### Challenge
Produce an exact copy of the lines from the line containing "Mark every instance of the blue rubber" through the last line of the entries below, and only those lines.
─── Given data
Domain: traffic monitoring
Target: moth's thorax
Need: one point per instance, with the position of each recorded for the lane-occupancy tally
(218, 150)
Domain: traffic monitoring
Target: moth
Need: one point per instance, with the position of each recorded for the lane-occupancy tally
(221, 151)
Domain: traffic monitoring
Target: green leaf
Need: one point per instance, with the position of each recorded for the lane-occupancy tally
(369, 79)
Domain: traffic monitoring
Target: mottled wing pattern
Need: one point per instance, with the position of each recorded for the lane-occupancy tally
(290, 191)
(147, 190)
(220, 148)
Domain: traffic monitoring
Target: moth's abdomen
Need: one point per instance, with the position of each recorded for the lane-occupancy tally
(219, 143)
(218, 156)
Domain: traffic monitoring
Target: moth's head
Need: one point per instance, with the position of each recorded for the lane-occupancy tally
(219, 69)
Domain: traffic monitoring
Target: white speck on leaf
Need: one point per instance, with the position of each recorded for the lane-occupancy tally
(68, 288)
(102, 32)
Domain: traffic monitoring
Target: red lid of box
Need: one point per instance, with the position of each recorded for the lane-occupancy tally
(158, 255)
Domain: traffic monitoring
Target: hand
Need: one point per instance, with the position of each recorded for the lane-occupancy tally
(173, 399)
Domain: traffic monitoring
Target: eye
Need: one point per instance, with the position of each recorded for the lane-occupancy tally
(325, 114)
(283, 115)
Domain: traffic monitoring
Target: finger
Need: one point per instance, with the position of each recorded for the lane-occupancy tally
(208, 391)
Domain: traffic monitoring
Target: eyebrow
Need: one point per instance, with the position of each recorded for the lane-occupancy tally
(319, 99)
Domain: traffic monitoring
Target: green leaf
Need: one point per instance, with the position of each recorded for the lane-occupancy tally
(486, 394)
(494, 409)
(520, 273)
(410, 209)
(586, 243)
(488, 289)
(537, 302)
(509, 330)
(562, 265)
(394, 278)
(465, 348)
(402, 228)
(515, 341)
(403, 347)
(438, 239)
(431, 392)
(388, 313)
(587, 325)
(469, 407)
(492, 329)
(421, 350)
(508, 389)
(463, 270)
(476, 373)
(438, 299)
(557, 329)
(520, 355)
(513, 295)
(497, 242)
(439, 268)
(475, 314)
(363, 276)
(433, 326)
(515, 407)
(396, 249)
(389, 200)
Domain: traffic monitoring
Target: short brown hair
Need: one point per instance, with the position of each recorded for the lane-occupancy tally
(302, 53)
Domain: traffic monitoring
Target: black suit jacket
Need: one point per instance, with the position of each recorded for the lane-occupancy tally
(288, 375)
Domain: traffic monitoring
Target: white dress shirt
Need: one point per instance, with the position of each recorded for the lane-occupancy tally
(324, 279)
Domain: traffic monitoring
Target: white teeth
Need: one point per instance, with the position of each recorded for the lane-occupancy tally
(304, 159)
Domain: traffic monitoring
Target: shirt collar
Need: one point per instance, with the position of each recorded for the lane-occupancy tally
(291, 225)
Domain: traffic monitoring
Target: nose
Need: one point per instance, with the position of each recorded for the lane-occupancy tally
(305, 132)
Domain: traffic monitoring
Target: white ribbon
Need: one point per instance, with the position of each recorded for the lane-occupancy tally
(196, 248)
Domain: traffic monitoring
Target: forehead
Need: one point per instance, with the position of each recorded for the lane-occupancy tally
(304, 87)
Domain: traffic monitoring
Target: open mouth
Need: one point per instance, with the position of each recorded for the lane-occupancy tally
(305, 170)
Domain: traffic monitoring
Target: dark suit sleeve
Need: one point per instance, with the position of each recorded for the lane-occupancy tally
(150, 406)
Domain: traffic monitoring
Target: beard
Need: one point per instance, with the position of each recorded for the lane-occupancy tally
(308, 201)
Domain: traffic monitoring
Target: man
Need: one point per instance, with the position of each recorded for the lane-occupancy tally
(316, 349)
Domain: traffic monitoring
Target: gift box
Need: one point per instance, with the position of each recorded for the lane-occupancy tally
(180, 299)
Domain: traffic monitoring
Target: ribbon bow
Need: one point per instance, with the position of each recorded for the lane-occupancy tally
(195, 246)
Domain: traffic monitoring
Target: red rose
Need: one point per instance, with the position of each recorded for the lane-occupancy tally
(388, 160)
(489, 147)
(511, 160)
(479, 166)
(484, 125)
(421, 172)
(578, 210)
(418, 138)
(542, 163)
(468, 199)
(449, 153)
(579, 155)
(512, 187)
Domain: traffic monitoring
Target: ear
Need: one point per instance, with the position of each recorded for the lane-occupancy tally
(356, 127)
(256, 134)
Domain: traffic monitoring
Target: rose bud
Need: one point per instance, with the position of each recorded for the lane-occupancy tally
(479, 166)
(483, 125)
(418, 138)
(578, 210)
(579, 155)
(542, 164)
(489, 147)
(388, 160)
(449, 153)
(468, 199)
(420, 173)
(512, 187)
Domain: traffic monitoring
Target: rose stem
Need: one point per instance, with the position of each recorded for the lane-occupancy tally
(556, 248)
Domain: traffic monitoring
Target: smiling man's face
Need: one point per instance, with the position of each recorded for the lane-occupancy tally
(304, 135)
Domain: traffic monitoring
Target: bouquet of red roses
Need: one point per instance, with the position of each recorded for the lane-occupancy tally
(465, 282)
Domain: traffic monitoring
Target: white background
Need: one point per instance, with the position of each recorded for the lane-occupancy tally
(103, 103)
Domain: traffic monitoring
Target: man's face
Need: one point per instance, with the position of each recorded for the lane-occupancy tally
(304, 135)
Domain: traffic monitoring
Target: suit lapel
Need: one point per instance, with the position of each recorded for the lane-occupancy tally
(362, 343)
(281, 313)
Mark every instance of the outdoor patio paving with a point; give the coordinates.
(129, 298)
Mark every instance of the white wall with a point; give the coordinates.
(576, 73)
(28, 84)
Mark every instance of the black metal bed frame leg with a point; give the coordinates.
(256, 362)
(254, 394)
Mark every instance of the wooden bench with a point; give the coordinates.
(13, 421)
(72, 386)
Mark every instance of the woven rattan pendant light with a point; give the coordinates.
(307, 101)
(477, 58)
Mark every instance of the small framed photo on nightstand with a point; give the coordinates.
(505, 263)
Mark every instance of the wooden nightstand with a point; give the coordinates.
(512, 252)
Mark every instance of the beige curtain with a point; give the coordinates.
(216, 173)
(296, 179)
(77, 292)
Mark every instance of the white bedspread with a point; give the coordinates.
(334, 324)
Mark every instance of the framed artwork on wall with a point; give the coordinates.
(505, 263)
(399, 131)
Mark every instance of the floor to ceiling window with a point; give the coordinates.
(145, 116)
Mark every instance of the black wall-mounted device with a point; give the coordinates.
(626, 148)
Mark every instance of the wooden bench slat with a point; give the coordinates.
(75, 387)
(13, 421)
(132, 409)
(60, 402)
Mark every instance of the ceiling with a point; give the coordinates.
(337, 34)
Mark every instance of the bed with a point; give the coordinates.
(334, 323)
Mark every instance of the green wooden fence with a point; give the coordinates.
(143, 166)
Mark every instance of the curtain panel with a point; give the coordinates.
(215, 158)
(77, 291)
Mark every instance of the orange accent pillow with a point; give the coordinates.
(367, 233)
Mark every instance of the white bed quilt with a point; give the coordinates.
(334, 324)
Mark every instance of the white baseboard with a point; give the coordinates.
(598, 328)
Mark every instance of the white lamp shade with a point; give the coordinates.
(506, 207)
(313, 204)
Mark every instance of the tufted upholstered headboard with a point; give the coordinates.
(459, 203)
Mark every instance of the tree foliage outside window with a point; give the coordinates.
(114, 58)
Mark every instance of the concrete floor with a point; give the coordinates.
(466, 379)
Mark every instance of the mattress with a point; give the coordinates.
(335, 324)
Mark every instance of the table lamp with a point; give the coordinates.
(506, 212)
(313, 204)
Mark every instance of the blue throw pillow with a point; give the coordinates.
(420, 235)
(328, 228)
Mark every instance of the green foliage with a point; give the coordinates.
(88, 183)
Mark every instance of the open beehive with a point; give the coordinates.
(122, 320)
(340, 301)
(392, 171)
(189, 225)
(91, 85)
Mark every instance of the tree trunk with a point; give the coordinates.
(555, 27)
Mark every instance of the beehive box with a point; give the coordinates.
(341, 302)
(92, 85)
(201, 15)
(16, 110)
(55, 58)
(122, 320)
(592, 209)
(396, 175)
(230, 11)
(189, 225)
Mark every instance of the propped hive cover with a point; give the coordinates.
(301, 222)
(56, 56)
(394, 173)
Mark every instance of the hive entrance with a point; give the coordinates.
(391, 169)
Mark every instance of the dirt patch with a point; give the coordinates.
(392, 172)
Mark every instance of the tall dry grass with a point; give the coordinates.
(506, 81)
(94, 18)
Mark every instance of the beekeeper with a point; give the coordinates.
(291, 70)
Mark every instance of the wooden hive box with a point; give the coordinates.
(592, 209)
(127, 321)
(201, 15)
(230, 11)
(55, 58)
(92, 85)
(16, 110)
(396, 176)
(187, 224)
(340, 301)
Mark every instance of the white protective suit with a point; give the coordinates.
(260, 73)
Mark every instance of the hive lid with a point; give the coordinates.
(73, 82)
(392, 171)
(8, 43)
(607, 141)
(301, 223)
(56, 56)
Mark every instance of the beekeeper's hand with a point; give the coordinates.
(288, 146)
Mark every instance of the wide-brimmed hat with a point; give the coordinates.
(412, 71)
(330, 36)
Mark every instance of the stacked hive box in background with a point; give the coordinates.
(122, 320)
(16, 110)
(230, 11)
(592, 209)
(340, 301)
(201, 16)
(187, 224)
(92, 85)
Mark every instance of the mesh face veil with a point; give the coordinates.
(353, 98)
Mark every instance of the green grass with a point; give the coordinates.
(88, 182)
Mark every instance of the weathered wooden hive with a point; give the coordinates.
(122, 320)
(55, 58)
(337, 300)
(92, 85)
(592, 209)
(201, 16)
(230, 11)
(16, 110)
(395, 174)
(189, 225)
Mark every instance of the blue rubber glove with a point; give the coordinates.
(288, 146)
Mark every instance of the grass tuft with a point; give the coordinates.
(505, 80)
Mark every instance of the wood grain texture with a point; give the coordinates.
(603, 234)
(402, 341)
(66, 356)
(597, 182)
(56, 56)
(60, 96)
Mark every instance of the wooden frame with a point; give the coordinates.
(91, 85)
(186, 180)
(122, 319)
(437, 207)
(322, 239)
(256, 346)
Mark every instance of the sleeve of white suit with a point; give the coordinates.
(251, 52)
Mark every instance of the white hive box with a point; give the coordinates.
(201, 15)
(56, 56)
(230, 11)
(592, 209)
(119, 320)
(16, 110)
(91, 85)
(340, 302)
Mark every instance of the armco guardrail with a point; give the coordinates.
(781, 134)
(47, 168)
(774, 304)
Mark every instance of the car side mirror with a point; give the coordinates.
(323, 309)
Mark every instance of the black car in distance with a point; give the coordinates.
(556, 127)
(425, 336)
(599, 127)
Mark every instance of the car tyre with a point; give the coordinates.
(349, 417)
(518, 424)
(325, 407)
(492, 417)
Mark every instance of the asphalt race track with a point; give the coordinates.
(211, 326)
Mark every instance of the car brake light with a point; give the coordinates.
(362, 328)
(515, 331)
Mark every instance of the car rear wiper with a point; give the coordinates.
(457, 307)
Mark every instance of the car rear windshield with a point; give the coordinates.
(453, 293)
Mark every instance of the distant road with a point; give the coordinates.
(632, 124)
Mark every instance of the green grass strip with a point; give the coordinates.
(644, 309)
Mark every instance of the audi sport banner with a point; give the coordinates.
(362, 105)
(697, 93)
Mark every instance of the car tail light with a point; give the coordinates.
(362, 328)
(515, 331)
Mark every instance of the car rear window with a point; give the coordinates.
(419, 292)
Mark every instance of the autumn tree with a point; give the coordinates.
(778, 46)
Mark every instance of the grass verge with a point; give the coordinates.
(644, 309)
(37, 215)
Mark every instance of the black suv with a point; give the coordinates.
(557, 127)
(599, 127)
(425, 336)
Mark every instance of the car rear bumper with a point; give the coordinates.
──────
### Answer to this task
Mark every instance of the blue rubber glove with a point; give the coordinates.
(288, 146)
Mark every instance of the grass tuft with a point; give the coordinates.
(505, 80)
Mark every instance of the wood grain texture with a point; give the coordinates.
(603, 234)
(402, 341)
(66, 356)
(597, 182)
(56, 56)
(60, 96)
Mark every instance of the wooden frame with a point; give the coordinates.
(91, 85)
(186, 180)
(122, 319)
(437, 207)
(322, 239)
(256, 346)
Mark every instance of the sleeve of white suit with a point; give the coordinates.
(251, 52)
Mark every instance of the white hive box with a point; give the coordinates.
(201, 15)
(56, 56)
(230, 11)
(592, 209)
(119, 320)
(16, 110)
(91, 85)
(340, 302)
Mark every instance of the armco guardrail with a point; give the coordinates.
(781, 134)
(47, 168)
(774, 304)
Mark every instance of the car side mirror with a point; give the coordinates.
(323, 309)
Mark every instance of the black car in distance with a point; give the coordinates.
(556, 127)
(425, 336)
(599, 127)
Mark every instance of the car tyre with a point; give the coordinates.
(349, 417)
(518, 424)
(325, 407)
(492, 417)
Mark every instance of the asphalt race track with a point; give the coordinates.
(211, 326)
Mark every instance of the car brake light with a point; give the coordinates.
(362, 328)
(515, 331)
Mark every instance of the car rear wiper with a point; give the coordinates.
(457, 307)
Mark every instance of the car rear windshield with a point; give the coordinates.
(453, 293)
Mark every instance of the distant road with a point; give the coordinates.
(632, 124)
Mark every instance of the green grass strip with a point; give the coordinates.
(644, 309)
Mark every instance of the audi sport banner with a point; give the coordinates.
(362, 105)
(697, 93)
Mark every instance of the car tail light with a point; give the coordinates.
(362, 328)
(515, 331)
Mark every instance of the car rear window with a point; give the coordinates.
(419, 292)
Mark every instance of the autumn tree with a point; give the coordinates.
(778, 46)
Mark every instance of the grass verge with a point; give the coordinates.
(644, 309)
(37, 215)
Mark every instance of the black suv with a point; give the coordinates.
(557, 127)
(599, 127)
(425, 336)
Mark every instance of the car rear bumper with a point; give the coordinates.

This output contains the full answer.